:: TASK ::
Please pick out and copy every line from the items below that contains the word "stone".

* BEGIN *

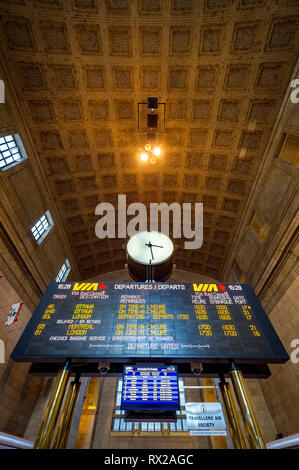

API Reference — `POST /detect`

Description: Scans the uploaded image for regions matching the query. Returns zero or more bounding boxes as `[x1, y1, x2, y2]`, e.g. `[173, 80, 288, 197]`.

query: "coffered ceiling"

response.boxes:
[0, 0, 298, 278]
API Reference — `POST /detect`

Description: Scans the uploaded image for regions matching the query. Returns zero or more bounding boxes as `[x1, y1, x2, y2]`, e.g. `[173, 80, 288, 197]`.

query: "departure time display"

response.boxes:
[121, 365, 180, 410]
[12, 282, 288, 363]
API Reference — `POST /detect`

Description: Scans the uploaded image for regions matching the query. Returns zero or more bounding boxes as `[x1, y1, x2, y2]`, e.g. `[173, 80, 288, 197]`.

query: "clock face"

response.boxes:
[127, 232, 174, 265]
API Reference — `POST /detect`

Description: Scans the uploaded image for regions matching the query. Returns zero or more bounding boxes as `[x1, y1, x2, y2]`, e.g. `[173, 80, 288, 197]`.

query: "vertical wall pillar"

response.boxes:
[229, 361, 266, 449]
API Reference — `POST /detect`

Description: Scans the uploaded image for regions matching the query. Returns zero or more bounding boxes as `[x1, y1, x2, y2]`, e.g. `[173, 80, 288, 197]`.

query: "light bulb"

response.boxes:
[140, 152, 148, 162]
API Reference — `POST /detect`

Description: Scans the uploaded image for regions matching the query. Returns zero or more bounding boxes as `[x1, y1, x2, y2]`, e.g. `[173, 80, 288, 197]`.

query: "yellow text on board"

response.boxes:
[193, 284, 219, 292]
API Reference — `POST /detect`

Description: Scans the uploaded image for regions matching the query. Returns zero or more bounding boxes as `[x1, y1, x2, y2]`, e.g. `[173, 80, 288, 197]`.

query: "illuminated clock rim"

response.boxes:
[126, 230, 174, 266]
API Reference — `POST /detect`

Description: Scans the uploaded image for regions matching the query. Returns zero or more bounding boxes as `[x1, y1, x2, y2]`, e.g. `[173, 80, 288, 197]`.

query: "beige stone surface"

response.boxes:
[0, 277, 42, 437]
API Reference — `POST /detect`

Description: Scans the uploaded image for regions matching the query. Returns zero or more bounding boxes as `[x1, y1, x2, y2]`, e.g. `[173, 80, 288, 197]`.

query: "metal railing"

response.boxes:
[0, 432, 33, 449]
[267, 432, 299, 449]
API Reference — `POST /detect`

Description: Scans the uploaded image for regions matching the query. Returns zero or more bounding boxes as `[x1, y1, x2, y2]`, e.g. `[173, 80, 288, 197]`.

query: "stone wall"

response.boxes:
[261, 277, 299, 435]
[0, 277, 42, 437]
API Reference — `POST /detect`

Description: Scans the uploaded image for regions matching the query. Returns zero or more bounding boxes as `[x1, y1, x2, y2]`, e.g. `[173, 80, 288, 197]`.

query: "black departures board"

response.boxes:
[11, 282, 289, 364]
[121, 365, 180, 410]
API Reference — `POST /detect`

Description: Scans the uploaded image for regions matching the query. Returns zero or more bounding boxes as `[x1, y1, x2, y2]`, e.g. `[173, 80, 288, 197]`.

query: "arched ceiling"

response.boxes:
[0, 0, 298, 279]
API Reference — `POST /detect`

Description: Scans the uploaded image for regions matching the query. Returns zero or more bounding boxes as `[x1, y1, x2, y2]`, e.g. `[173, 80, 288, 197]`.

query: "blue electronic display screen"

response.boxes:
[121, 365, 180, 410]
[11, 282, 288, 364]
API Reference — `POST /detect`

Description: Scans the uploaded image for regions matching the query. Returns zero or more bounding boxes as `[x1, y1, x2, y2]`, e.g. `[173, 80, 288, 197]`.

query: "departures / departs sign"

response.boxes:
[11, 282, 288, 364]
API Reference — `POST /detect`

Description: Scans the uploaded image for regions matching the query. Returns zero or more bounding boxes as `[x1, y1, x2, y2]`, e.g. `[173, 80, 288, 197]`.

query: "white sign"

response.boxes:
[186, 402, 226, 435]
[189, 429, 226, 436]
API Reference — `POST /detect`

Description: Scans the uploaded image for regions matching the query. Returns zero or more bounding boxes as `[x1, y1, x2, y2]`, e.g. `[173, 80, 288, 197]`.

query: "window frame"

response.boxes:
[30, 210, 54, 245]
[55, 258, 71, 282]
[0, 131, 28, 172]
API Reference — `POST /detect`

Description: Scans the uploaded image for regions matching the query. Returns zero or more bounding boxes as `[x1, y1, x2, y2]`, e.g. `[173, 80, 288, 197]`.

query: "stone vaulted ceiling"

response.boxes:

* END *

:: CORRECT RESULT ::
query: "beige stone surface"
query: "stone wall"
query: "stone vaulted ceiling"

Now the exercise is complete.